## Exercise directions
Your task is to restate the data word for word.

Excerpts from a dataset
>>

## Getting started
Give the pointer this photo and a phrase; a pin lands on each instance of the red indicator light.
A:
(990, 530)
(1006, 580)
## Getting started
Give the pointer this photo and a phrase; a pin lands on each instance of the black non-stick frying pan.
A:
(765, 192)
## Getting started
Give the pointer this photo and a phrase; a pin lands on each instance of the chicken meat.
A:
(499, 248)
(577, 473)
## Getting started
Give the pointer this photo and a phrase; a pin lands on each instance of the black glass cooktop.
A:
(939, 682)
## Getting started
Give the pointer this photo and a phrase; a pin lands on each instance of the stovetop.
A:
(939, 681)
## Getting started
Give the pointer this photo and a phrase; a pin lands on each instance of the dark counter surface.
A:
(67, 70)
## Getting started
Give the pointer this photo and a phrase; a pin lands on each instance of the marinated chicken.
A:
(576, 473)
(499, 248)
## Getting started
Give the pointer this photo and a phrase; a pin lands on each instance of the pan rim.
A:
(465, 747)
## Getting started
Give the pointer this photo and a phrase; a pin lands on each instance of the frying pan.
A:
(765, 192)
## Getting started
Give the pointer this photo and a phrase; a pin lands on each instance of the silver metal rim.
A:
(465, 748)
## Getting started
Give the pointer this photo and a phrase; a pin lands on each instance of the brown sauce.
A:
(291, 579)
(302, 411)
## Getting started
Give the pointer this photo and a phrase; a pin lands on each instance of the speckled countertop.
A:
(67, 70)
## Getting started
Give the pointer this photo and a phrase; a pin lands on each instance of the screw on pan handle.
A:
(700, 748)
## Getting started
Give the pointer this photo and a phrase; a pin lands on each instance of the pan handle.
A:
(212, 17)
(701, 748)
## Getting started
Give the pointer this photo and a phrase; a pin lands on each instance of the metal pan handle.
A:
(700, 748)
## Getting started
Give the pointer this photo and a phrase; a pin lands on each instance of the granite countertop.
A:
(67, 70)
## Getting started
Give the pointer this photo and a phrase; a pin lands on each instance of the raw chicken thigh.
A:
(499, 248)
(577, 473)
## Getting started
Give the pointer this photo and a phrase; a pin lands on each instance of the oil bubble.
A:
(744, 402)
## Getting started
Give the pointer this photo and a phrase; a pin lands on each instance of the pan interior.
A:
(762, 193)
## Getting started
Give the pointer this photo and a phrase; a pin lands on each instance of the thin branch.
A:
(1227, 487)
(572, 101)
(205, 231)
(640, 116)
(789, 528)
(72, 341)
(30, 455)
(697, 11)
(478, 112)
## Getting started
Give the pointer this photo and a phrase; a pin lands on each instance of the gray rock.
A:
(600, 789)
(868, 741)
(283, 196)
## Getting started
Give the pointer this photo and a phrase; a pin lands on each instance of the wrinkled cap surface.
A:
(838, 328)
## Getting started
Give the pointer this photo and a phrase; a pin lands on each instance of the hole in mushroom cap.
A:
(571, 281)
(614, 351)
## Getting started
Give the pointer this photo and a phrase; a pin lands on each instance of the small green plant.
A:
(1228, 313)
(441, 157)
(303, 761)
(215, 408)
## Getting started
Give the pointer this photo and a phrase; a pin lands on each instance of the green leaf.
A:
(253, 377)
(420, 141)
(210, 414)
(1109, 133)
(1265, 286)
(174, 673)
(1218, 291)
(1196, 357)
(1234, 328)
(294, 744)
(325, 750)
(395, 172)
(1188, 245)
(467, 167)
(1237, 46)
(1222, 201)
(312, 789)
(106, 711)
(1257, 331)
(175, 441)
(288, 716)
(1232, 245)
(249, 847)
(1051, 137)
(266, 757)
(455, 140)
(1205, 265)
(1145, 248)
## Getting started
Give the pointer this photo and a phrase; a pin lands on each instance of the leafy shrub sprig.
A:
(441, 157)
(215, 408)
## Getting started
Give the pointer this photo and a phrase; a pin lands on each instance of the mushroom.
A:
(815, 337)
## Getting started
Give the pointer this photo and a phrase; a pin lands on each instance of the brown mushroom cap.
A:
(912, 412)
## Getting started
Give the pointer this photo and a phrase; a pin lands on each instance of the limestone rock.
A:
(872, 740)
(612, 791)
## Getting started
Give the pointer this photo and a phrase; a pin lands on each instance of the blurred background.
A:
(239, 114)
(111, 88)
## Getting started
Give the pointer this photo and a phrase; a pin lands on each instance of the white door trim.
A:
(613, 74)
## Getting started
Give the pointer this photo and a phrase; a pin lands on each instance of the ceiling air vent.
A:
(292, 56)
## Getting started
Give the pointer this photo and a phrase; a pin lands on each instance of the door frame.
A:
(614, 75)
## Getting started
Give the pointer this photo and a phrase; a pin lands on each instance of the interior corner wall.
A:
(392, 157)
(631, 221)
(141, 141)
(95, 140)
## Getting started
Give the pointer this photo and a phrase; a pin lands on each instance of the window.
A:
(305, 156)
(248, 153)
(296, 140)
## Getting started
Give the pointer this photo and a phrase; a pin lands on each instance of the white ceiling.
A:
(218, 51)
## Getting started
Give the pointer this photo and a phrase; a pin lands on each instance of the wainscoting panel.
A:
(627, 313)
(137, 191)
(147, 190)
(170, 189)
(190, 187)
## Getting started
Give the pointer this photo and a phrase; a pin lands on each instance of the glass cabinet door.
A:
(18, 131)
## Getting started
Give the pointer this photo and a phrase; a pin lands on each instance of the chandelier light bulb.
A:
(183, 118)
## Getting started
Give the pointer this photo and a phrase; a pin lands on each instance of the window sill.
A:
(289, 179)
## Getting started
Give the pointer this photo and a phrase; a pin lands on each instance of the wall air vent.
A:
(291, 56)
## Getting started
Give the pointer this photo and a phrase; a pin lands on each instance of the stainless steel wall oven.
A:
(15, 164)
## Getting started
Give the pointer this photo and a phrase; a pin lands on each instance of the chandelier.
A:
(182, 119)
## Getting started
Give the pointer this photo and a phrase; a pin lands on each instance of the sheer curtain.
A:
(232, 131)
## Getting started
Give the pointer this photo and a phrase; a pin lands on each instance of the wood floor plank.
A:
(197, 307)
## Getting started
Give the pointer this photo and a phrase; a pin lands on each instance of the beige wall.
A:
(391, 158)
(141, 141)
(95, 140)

<<

## Answer space
## Getting started
Give the pointer this photo and a phrase; a pin lands on each instance of the red indicator light.
A:
(990, 530)
(1006, 580)
## Getting started
Give the pointer this photo and a phrase; a pin lands on each instance of the black non-stick frying pan.
A:
(765, 192)
## Getting started
Give the pointer this photo and a phrase; a pin lands on each instance of the chicken meat.
A:
(499, 248)
(577, 473)
## Getting started
Give the pointer this photo and a phrase; a pin lands on each instance of the black glass cooktop.
A:
(939, 682)
## Getting started
Give the pointer this photo and a phrase; a pin lands on each instance of the stovetop.
A:
(939, 681)
## Getting started
Give the pointer this photo and a phrase; a pin lands on each instance of the dark counter surface.
A:
(67, 70)
## Getting started
Give the pointer this photo and a phrase; a pin lands on each instance of the marinated chicken.
A:
(576, 473)
(499, 248)
## Getting started
Give the pointer this photo and a phrase; a pin lands on each instance of the pan rim.
A:
(465, 747)
## Getting started
Give the pointer this photo and a phrase; a pin lands on each instance of the frying pan.
A:
(765, 192)
## Getting started
Give the pointer this photo and a phrase; a pin lands on each instance of the silver metal rim.
A:
(465, 748)
## Getting started
Give the pointer this photo and a phrase; a pin lands on each instance of the brown sauce.
A:
(291, 579)
(302, 411)
## Getting started
Give the pointer this photo and a phrase; a pin lands on each instance of the speckled countertop.
A:
(67, 70)
## Getting started
Give the pointer this photo and a phrase; a pin lands on each instance of the screw on pan handle.
A:
(700, 748)
## Getting started
Give the pointer this photo and a phrase; a pin lands on each instance of the pan handle.
A:
(212, 17)
(701, 748)
## Getting started
Give the pointer this photo and a phrase; a pin lands on each instance of the metal pan handle.
A:
(700, 748)
## Getting started
Give the pointer this photo and a phrase; a pin lands on each instance of the granite countertop.
A:
(67, 70)
## Getting started
Give the pointer this photo and a phrase; a pin lands on each instance of the raw chicken thigh.
A:
(499, 248)
(577, 473)
## Getting started
Give the pointer this photo and a phrase; a pin lands on each instance of the oil bubble.
A:
(744, 402)
## Getting started
Give the pointer this photo and a phrase; a pin lands on each instance of the pan interior.
A:
(762, 193)
## Getting started
Give the pointer this photo and a phrase; a pin lands on each instance of the thin branch.
A:
(1227, 487)
(572, 101)
(205, 231)
(640, 116)
(789, 528)
(72, 341)
(30, 455)
(697, 11)
(478, 112)
## Getting started
Give the pointer this photo and a phrase; a pin lands on each instance of the gray rock.
A:
(600, 789)
(868, 741)
(283, 196)
## Getting started
Give the pointer this photo and a phrase; a pin lands on each instance of the wrinkled cap surface.
A:
(838, 328)
## Getting started
Give the pointer this photo and a phrase; a pin lands on each instance of the hole in mushroom cap.
A:
(571, 281)
(614, 351)
## Getting started
Give the pointer this photo and a phrase; a pin lands on each instance of the small green plant.
A:
(1228, 313)
(441, 157)
(303, 761)
(215, 408)
## Getting started
Give the pointer this photo and a phrase; a pin lands on each instance of the green leaf.
A:
(253, 377)
(420, 141)
(210, 414)
(1109, 133)
(1265, 286)
(174, 673)
(1218, 291)
(1196, 357)
(1234, 328)
(294, 744)
(325, 750)
(395, 172)
(1188, 245)
(467, 167)
(1237, 46)
(1222, 201)
(312, 789)
(106, 711)
(1257, 331)
(175, 441)
(288, 716)
(1232, 245)
(249, 847)
(1051, 137)
(266, 757)
(455, 140)
(1205, 265)
(1145, 248)
## Getting started
Give the pointer this photo and a phrase; a pin lands on each instance of the leafy shrub sprig.
A:
(441, 157)
(215, 408)
## Getting started
Give the pointer this photo and a phrase; a pin lands on each instance of the mushroom.
A:
(815, 337)
## Getting started
Give the pointer this photo and a phrase; a pin lands on each instance of the brown mushroom cap.
A:
(912, 412)
## Getting started
Give the pointer this photo and a phrase; a pin lands on each instance of the limestone rock.
A:
(872, 740)
(612, 791)
## Getting started
Give the pointer this photo and a phrase; a pin lands on each instance of the blurred background.
A:
(239, 114)
(111, 88)
## Getting started
Give the pointer this photo and a phrase; a pin lands on each instance of the white door trim.
A:
(613, 74)
## Getting started
Give the pointer this photo and a phrase; a pin lands on each instance of the ceiling air vent.
A:
(292, 56)
## Getting started
Give the pointer this photo and a phrase; a pin lands on each instance of the door frame.
A:
(614, 75)
## Getting started
Give the pointer this photo and a phrase; a pin lands on each instance of the interior corner wall.
A:
(392, 157)
(631, 221)
(141, 141)
(95, 140)
## Getting started
Give the pointer this photo and a phrase; a pin lands on each instance of the window.
A:
(305, 156)
(248, 153)
(296, 140)
## Getting started
Give the pointer this photo and a phrase; a pin lands on each instance of the white ceiling.
A:
(218, 51)
## Getting started
Give the pointer this photo and a phrase; a pin lands on each instance of the wainscoting panel.
A:
(627, 313)
(137, 191)
(147, 190)
(170, 189)
(190, 187)
## Getting started
Give the pointer this photo and a phrase; a pin lands on each instance of the glass cabinet door.
A:
(18, 131)
## Getting started
Give the pointer this photo and a phrase; a pin lands on each instance of the chandelier light bulb.
A:
(183, 118)
## Getting started
Give the pointer this photo and a phrase; a pin lands on each instance of the window sill.
A:
(289, 179)
## Getting started
Give the pointer this photo and a phrase; a pin lands on each instance of the wall air vent.
A:
(291, 56)
## Getting started
Give the pointer this photo and a phrase; a pin lands on each instance of the stainless steel wall oven.
A:
(15, 164)
## Getting started
Give the pointer this photo and a phrase; a pin lands on each instance of the chandelier.
A:
(182, 119)
## Getting started
Give the pointer this photo and a phrase; a pin lands on each instance of the sheer curtain.
A:
(232, 131)
## Getting started
Give the pointer this photo and a phrase; a pin lands on each instance of the wood floor plank.
A:
(197, 307)
## Getting started
Give the pointer this photo and a phrase; a pin lands on each instance of the beige wall.
A:
(391, 158)
(141, 141)
(95, 140)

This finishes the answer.